§ EXERCISE DIRECTIONS
The lines from the one with "Keypoints: one point" through the last line below are to be copied exactly; no other lines are to be returned.

§ EXCERPTED DATA
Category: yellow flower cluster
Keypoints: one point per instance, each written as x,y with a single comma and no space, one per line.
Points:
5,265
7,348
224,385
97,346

§ SOLUTION FOR THIS PROBLEM
Keypoints: one point per instance, each written as x,y with a single comma and no space, one per line.
Points:
5,265
7,348
224,385
97,346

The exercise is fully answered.